**TASK DETAILS:**
Reproduce all entries precisely, down to the last character.

(Stored data)
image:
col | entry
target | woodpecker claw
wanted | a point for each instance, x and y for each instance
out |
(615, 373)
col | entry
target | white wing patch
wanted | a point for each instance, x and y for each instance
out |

**EXERCISE SOLUTION:**
image:
col | entry
target | woodpecker claw
wanted | a point for each instance, x and y for each instance
out |
(615, 373)
col | entry
target | white wing patch
wanted | a point for each instance, x and y for each instance
out |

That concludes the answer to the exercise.